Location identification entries
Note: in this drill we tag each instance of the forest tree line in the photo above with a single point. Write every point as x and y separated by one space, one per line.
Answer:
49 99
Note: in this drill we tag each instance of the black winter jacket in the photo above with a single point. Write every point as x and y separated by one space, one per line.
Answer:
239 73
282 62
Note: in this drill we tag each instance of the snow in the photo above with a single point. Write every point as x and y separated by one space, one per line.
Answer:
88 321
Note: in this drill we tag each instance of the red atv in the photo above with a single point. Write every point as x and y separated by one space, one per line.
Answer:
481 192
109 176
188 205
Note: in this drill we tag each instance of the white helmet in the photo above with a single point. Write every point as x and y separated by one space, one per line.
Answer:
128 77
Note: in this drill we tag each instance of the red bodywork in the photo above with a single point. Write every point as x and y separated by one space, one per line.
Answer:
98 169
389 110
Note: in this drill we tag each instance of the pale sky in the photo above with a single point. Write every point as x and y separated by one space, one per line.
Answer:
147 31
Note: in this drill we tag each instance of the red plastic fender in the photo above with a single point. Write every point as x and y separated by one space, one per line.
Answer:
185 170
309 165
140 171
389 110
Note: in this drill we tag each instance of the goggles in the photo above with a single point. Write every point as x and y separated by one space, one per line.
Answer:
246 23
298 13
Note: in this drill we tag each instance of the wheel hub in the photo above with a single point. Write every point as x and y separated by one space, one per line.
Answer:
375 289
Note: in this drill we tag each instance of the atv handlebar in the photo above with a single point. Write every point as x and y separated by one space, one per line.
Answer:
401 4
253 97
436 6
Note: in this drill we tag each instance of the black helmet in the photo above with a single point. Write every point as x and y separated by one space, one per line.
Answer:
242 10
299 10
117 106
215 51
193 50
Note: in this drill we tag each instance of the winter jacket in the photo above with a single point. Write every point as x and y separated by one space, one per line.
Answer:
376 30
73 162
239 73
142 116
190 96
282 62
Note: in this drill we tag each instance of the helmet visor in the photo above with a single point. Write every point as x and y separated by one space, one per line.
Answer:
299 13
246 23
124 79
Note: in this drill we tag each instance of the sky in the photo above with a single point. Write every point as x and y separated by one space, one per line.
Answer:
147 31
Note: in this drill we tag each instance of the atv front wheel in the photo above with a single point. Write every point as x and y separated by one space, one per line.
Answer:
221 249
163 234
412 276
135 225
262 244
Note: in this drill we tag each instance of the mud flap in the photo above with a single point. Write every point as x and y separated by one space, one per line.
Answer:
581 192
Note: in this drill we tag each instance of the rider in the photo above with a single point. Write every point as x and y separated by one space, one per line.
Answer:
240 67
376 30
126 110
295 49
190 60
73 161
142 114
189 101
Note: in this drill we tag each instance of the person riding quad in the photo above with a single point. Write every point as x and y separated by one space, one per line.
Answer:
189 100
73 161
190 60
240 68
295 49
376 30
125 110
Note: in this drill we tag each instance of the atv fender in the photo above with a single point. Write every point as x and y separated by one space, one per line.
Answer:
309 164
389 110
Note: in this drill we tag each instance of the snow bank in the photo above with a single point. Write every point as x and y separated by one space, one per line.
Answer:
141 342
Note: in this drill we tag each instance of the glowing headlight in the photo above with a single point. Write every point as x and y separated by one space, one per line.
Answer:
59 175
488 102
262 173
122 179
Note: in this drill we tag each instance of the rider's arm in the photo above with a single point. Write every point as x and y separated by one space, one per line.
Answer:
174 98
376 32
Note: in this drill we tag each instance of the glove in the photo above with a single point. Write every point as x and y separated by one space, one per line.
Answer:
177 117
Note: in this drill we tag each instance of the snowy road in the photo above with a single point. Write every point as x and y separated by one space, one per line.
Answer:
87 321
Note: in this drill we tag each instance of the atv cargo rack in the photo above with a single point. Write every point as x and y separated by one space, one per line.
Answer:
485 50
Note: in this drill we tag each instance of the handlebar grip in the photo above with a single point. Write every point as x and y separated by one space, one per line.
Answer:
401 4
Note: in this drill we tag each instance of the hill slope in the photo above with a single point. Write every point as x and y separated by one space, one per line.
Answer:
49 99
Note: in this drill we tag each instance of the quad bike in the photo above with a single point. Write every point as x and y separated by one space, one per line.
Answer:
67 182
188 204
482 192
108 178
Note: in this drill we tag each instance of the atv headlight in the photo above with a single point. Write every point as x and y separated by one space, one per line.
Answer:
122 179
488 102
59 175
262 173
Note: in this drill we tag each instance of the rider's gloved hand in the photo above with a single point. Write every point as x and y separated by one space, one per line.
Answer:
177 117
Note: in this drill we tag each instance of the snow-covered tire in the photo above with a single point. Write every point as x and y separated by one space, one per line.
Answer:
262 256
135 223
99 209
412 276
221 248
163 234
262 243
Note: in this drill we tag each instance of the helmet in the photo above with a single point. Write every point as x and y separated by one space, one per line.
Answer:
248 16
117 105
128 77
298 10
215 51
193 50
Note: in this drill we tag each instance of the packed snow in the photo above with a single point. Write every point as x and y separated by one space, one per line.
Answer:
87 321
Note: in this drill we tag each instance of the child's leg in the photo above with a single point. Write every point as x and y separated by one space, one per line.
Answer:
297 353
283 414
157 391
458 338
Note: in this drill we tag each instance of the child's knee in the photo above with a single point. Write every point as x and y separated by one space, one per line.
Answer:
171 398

DIRECTIVE:
Express all of the data above as a two-column CSV with the headers input and output. Give one row for each "Note:" line, placing that note's text under input and the answer that follows it under output, wrapping each field in double quotes and replacing line breaks with spaces.

CORRECT ANSWER:
input,output
"Note: in this drill we tag each instance of the forest tree line in the photo above with a single point. Write every point as x and y separated by one space, one per line. Answer:","49 99"
"Note: in this drill we tag each instance of the black winter jacket in the photo above with a single point. Write every point as x and y separated by one space, one per line. Answer:","239 73 282 62"
"Note: in this drill we tag each instance of the snow in the photo above with a single point. Write every point as x and y separated by one space, one per line. Answer:","88 321"
"Note: in this drill we tag each instance of the red atv in the photo above with a single point. Write every point as x and y separated by one space, one per line. Answer:","481 192 109 176 188 205"
"Note: in this drill we tag each instance of the white helmet in the photo above with a single point. Write every point as x and y separated by one space, one per line. Answer:","128 77"
"Note: in this drill we tag each instance of the red bodywork in the photo above with a single point. Write every point as x and y separated by one space, one per line. Answer:","98 169 389 110"
"Note: in this drill we tag each instance of the pale sky in the photo above with a single point. Write every point as x and y separated by one space, one per line. Answer:","147 31"
"Note: in this drill we tag each instance of the red plastic fender in the photo above with a single point. Write every point as x and y separated by one space, one per line. Answer:","185 170 309 165 140 171 389 110"
"Note: in this drill we tag each instance of the goggles in the photo above with a single point. Write every point as x and y separated by one space, one per line. Answer:","246 23 298 13"
"Note: in this drill we tag each instance of the wheel hub in the photo above with a single point. Write every point as x and y separated by one space, one per line. Answer:","375 289"
"Note: in this drill we tag each instance of the atv handlebar in the photo above with a single point. Write every point as x and y separated by one space, one per line. Answer:","401 4 253 97 436 6"
"Note: in this drill we tag each instance of the black helmet in the photo above with a single point. Write every point as x and y separated by one space, one per line. Answer:","242 10 299 10 117 106 215 51 193 50"
"Note: in this drill we tag each instance of the winter jacket in the photo above with a single point. Write every point as x and y separated by one space, one per line. Answer:","376 30 73 162 239 73 142 116 190 96 282 62"
"Note: in this drill we tag each instance of the helmet visor in the photo above with a single point. Write every point as x and y separated by one space, one per line. Answer:","299 13 246 23 124 79"
"Note: in this drill we tag each instance of the sky in the photo above with a single point. Write every point as x and y separated by one space, one per line. Answer:","147 31"
"Note: in this drill we tag each instance of the atv front wheel in the photo above with a single point. Write every point as x and y separated by one space, one per line. Answer:","221 249 163 234 412 276 135 225 262 244"
"Note: in this drill we tag each instance of the mud flap in the photo above with a single point. Write every point as x and y separated by one space, one per line. Answer:","581 192"
"Note: in this drill we tag each instance of the rider in the photo above with a single point. Write every point as x and y separated by one space, one per line. Answer:","240 67 376 30 126 110 295 49 190 60 73 161 142 114 189 101"
"Note: in this drill we tag each instance of the person riding quad in the photo above with a single point. Write every point as x and y separated by one space, one per line. Answer:","189 100 73 161 190 60 240 68 295 49 376 30 125 110"
"Note: in this drill we tag each instance of the atv fender in the photo above with a single point. Write every point as x and y separated by one space, one per line. Answer:","309 164 389 110"
"Note: in this drill we tag each instance of the snow bank in the photo above with a single point. Write every point as x and y separated by one space, one per line. Answer:","141 342"
"Note: in this drill we tag each instance of the glowing headlight in the photo above with a single point. Write every point as x and y separated by one space, one per line. Answer:","59 175 488 102 262 173 122 179"
"Note: in this drill we tag each instance of the rider's arm in the photo above with a single point. Write every point as x and y separated by one space, one per line. Answer:","174 98 376 32"
"Note: in this drill we tag each instance of the glove in the photo above with a single point. Write every point as x and y separated by one space, one per line. Answer:","177 117"
"Note: in this drill we tag each instance of the snowy road in the photo above with a single point. Write every point as x and y separated by one space, one per line. Answer:","87 321"
"Note: in this drill we tag each instance of the atv cargo rack in the photo above with a single point. Write every point as x and y separated by one space, one per line. Answer:","485 50"
"Note: in this drill we tag each instance of the handlebar grip in the photo above with a single point. Write every point as x and y separated by one space, one per line. Answer:","401 4"
"Note: in this drill we tag each instance of the hill slope in the photo above with a single point. Write every point as x and y separated by one space, one per line. Answer:","49 99"
"Note: in this drill we tag each instance of the quad bike in the photo above with a single point. Write every point as x and y separated by one space, one per line. Answer:","67 182 188 204 482 192 108 178"
"Note: in this drill we tag each instance of the atv headlight in the photo above with a single point. Write every point as x and y separated by one space, one per line. Answer:","122 179 488 102 59 175 262 173"
"Note: in this drill we tag each instance of the rider's gloved hand in the photo above with a single point. Write every point as x and y separated by one space, one per line. Answer:","177 117"
"Note: in this drill we tag each instance of the snow-covered tire in the photo above with a single point. Write every point as x and y separated by one space, one per line. Answer:","262 256 135 223 99 209 412 276 221 248 163 234 262 243"
"Note: in this drill we tag each instance of the helmet in the photo above with a single point. Write every point as x and y separated by one space, one per line. Answer:","248 16 117 105 128 77 298 10 215 51 193 50"
"Note: in this drill we tag each instance of the packed snow in the photo above with a single point. Write every point as x and y separated by one space, one per line. Answer:","87 321"
"Note: in this drill we tag each instance of the child's leg in the photo above with a single point. Write every point as x and y separated by one space, one per line. Answer:","297 353 283 414 157 391 458 338"
"Note: in this drill we tag each instance of the child's knee in the photo above with a single point. Write every point as x and y separated by one space, one per line. Answer:","171 398"